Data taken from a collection
▬▬▬

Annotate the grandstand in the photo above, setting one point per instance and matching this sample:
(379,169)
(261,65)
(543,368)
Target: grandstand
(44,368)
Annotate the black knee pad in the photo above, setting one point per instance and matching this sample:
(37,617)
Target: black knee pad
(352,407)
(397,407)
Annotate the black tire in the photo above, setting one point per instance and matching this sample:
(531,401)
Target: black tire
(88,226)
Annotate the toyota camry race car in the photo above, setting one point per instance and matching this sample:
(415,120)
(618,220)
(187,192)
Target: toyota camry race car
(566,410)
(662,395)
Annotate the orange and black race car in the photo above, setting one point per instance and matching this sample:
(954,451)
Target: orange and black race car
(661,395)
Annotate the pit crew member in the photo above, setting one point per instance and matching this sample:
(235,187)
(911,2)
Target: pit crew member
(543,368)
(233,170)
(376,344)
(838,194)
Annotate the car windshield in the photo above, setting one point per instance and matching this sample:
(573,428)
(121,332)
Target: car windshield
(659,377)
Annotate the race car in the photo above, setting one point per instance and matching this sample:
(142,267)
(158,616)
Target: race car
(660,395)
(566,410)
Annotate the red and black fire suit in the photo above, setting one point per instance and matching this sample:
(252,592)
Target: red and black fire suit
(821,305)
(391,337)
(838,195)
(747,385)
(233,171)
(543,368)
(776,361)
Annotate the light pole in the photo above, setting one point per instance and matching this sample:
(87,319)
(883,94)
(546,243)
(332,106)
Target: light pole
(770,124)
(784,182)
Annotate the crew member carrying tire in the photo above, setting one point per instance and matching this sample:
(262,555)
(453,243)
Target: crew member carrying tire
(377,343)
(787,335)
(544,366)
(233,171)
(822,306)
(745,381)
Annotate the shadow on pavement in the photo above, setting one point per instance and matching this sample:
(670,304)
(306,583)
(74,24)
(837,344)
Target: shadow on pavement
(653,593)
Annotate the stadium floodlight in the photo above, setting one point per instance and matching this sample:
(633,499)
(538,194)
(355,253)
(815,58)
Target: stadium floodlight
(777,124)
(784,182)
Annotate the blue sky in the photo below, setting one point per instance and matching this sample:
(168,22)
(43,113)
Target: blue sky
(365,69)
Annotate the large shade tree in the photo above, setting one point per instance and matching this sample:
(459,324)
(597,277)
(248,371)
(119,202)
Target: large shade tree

▬▬▬

◆ Written request:
Copy out the lines from the one containing "Annotate the car" through the end of the records, inclusive, requests included. Multiply each answer coordinate by 1.55 and round to the nearest whole number, with halves rounded up. Leave all other numbers unchanged.

◆ Written answer:
Annotate the car windshield in the photo above, setting one point per instance and matching this sample:
(573,428)
(121,332)
Target: car windshield
(1021,584)
Annotate the race car in the photo above, setting one point per instance and matching this sample:
(142,267)
(158,616)
Target: race car
(1023,612)
(877,636)
Annotate the red and black fire suit in the photo above, setting one point per instance and matching this sample:
(252,592)
Target: red and black fire suit
(1273,473)
(606,522)
(1299,302)
(1158,597)
(361,265)
(842,570)
(1203,560)
Annotate the light pole in the photo above, setting one point per instance and matching this sample:
(87,319)
(883,94)
(546,243)
(332,106)
Target: light pole
(1194,192)
(1215,282)
Annotate the crew member carrying tire in the photo above, setting one point per instance and matching this sample:
(262,555)
(453,243)
Target: crew member carrying tire
(584,532)
(1220,519)
(843,567)
(361,265)
(1274,474)
(1155,591)
Annotate the shadow on pavement in the photo above, setting one point per instance and matching this sample:
(670,304)
(306,583)
(74,24)
(837,344)
Target: shadow on pavement
(1012,919)
Annotate the stadium floodlight in the photo above, setting one point per instance and matching this sample:
(633,499)
(538,194)
(355,253)
(815,58)
Target: stadium floodlight
(1204,192)
(1215,282)
Annotate the blue sky in the photo below, setting one point per instance and matching this sample:
(168,22)
(43,113)
Target: blue sky
(566,107)
Annotate the large shade tree in the photo above, setting one point per instance and matching this sample:
(459,324)
(597,277)
(248,371)
(119,202)
Target: large shade tree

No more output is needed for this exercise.